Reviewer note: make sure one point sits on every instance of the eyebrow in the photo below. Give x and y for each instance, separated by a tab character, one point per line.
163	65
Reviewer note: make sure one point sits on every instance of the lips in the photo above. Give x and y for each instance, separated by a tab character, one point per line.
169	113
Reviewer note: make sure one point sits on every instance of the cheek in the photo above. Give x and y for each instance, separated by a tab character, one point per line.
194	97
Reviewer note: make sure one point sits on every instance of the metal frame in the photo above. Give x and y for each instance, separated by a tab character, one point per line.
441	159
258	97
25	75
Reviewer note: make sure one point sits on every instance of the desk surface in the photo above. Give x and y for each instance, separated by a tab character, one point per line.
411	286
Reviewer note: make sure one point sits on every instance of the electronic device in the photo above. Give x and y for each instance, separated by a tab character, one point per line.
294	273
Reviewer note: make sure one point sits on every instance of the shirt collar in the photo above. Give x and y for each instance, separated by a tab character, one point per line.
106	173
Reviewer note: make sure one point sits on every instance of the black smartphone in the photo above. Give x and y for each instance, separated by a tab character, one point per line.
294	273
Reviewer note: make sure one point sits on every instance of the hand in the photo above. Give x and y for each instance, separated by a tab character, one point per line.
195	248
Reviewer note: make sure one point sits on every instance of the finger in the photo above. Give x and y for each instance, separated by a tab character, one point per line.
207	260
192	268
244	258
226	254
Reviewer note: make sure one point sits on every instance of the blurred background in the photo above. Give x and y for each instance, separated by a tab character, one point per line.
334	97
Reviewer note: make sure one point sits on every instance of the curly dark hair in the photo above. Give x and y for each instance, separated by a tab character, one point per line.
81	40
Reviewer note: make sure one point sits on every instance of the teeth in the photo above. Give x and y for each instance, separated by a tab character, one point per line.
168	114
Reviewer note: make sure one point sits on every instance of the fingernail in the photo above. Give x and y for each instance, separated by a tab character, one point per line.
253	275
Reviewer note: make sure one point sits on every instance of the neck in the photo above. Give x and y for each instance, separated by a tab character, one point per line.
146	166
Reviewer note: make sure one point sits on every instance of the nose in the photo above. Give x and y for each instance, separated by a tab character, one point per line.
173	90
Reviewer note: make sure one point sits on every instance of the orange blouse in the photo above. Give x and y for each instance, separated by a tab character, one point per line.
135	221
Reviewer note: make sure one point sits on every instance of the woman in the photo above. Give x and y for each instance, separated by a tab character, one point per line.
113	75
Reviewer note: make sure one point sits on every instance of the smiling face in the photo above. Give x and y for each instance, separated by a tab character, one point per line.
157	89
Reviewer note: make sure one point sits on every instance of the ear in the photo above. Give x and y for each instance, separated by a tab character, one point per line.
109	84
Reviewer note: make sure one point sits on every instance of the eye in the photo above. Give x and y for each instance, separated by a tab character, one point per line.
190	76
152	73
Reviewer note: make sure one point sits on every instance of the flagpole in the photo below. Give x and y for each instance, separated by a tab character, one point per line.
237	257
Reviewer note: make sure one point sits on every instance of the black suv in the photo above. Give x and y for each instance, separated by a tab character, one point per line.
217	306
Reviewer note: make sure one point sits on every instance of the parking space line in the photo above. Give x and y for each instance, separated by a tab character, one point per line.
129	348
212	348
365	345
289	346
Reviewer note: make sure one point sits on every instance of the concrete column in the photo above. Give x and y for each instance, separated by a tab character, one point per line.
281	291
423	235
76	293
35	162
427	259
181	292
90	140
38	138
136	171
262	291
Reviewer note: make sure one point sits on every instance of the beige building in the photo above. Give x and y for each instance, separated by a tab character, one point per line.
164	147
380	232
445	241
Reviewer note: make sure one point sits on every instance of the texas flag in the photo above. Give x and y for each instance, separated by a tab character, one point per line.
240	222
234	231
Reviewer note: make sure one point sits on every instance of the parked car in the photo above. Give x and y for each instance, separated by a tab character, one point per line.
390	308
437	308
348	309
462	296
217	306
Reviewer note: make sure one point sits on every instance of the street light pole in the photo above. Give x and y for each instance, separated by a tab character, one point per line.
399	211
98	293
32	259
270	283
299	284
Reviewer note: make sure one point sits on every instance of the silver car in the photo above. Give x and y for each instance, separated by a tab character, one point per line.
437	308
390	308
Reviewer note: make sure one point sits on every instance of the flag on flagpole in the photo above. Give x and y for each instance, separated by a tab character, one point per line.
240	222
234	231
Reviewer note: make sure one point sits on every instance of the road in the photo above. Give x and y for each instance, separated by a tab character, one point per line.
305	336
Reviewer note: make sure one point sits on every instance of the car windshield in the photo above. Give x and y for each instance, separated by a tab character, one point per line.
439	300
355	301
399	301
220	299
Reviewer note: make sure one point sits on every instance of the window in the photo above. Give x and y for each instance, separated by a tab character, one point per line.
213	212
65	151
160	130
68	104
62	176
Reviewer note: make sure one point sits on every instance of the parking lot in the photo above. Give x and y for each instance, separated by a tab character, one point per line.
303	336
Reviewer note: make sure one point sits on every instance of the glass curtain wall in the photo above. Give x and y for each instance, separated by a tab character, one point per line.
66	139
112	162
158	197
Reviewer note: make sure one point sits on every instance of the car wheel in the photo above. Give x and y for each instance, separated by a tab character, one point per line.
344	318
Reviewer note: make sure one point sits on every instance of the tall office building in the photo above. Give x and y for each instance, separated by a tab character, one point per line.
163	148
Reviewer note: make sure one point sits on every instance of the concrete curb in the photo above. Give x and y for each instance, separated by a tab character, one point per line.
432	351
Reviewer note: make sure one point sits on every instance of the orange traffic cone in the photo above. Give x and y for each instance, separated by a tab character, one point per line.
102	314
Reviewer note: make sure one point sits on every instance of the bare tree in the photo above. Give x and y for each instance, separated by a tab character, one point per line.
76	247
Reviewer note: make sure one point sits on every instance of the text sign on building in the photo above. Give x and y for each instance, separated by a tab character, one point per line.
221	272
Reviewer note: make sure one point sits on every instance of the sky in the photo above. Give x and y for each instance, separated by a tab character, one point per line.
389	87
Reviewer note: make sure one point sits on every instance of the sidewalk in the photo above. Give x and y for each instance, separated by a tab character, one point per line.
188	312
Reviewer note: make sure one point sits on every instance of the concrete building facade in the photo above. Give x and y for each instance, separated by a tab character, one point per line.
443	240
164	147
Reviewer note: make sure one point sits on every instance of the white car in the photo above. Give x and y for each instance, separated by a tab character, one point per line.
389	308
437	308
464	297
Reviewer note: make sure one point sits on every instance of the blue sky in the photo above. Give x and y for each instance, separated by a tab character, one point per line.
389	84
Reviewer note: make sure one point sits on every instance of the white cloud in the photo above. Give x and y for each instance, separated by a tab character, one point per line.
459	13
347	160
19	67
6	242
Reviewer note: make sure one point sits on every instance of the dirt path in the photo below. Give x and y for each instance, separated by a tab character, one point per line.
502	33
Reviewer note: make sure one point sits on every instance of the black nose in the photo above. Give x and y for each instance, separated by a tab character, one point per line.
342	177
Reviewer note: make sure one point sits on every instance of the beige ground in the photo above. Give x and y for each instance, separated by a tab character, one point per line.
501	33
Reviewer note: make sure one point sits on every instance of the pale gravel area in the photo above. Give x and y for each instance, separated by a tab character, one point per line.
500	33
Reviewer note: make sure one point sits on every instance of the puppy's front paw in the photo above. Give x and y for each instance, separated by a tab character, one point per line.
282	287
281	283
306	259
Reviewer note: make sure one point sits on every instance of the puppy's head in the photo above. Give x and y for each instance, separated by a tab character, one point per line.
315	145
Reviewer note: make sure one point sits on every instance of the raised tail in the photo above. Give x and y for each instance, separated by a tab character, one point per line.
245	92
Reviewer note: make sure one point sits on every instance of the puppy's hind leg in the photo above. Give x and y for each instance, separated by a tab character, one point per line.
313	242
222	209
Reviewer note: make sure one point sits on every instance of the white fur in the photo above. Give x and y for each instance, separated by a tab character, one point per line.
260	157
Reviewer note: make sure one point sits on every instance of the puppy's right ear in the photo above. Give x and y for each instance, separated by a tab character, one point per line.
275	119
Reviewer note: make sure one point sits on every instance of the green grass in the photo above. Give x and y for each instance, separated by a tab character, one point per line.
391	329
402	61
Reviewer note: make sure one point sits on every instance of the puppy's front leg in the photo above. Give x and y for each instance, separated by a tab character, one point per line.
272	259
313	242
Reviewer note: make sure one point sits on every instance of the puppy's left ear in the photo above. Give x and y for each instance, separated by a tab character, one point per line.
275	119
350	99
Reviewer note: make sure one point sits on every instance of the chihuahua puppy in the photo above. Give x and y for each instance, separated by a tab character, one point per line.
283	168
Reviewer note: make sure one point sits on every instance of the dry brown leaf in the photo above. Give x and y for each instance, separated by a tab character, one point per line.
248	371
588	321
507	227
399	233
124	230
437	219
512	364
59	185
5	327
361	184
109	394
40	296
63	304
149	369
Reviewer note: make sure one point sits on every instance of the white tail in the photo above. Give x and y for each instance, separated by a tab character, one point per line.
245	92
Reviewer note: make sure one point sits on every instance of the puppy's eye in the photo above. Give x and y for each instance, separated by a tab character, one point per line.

= = =

The task |
Would you please repeat the lines from the one with "the white fur" through the last line of the listing above, exactly and with nothing else?

Problem solution |
Reviewer note: make sure one point sits on every instance of the white fur in the photo above. Give x and y for each instance, separated by a tab character, one point per line.
260	157
Reviewer note: make sure one point sits on every instance of the puppy's right ear in the photo above. Give x and y for each instance, separated by a tab character, one point per line.
275	119
Reviewer note: make sure one point sits on every instance of the green grass in the photo above. Give x and y for each instance, separated by a tab character, one point per line.
391	329
402	61
Reviewer note: make sure one point sits on every instance of the puppy's front leg in the photo above. Give x and y for each instance, separated by a tab character, one point per line.
272	259
313	242
Reviewer note: make sure one point sits on every instance of the puppy's left ear in the photo above. Give x and y for each instance, separated by a tab character, one point per line.
275	119
350	99
Reviewer note: make sure one point sits on every instance of the chihuahua puppy in the photo above. Give x and y for each instance, separated by a tab character, one point per line.
283	168
Reviewer note: make sure one point sits on every instance of the dry brown leaf in the photo above. Give x and y for each instance, separated by a tab character, one point per line.
248	371
588	321
507	227
399	233
124	230
437	219
512	364
59	185
5	327
361	184
109	394
40	296
63	304
149	369
Reviewer note: make sure one point sits on every instance of the white tail in the photo above. Give x and y for each instance, separated by a tab character, one point per line.
245	92
Reviewer note: make sure one point sits on every instance of the puppy's eye in the photo above. Give x and y for each instance, separated by a tab character, one point per line.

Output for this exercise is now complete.